*Requirements*. Which lines in the entries below contain the word "concrete"? Gather all of them.

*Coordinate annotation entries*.
- - - -

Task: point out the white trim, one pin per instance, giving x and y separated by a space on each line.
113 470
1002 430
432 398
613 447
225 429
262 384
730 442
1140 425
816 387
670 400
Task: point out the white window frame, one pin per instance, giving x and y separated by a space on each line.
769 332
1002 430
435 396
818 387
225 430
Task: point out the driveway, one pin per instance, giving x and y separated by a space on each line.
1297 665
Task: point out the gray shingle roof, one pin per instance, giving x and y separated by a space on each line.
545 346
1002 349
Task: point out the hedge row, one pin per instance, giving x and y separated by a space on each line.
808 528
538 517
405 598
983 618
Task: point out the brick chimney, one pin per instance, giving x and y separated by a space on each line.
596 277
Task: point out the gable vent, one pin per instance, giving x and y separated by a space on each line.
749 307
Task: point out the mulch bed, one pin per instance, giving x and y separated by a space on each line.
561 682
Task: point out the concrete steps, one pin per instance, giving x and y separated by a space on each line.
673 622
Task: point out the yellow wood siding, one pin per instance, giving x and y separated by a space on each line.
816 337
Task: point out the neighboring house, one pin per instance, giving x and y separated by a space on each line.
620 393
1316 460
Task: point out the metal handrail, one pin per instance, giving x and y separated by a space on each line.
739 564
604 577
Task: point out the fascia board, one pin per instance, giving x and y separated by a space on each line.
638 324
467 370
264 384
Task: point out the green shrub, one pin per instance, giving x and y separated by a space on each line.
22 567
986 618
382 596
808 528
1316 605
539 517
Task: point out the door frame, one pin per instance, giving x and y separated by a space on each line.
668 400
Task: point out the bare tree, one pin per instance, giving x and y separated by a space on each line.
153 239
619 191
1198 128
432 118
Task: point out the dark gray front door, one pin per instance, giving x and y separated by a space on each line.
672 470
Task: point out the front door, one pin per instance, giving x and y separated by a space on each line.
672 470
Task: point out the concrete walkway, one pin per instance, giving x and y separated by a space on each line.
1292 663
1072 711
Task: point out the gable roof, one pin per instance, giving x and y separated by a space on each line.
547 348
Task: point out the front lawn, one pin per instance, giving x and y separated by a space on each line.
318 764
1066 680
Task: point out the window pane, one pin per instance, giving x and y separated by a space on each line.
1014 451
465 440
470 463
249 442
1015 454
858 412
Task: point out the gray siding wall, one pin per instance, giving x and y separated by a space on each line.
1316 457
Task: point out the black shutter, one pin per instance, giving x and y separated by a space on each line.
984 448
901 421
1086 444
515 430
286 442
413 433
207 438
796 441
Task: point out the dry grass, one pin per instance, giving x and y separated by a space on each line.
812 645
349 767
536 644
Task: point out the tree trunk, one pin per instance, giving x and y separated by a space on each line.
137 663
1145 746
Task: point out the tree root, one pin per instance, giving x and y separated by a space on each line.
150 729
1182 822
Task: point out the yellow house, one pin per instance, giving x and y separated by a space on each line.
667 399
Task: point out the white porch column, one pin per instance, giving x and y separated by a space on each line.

- - - -

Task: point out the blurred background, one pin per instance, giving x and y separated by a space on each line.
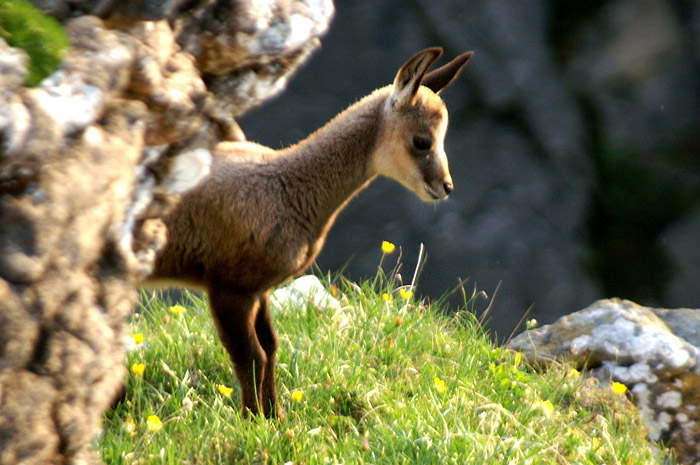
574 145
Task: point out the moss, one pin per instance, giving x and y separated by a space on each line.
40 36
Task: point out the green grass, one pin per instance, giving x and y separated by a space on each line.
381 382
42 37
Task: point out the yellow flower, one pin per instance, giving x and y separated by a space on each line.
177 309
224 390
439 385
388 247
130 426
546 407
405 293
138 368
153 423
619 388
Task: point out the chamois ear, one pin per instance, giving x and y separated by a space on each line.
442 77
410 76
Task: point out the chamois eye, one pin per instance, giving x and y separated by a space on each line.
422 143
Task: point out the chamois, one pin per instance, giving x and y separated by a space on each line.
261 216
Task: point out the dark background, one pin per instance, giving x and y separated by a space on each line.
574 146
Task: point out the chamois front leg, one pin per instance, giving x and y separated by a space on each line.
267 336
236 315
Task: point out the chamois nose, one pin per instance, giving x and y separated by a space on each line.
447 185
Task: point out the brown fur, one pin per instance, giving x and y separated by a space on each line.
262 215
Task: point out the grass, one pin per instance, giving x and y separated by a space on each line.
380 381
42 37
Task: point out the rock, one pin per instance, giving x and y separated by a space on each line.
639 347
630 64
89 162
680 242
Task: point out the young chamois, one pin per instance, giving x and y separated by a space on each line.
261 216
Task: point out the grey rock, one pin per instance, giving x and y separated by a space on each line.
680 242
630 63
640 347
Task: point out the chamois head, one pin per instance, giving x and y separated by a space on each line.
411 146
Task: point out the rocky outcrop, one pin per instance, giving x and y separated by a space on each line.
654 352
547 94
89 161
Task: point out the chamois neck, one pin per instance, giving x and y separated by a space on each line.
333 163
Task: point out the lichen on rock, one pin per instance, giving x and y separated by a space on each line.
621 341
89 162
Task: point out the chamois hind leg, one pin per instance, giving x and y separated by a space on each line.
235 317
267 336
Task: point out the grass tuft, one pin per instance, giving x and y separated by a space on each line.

- - - -

*Task solution*.
Task: point out the concrete steps, one pin per instance, giving x and y separated by a space on each line.
Task: point out the concrete walkway, one pin per instance, giving x and y separated by a space on each line.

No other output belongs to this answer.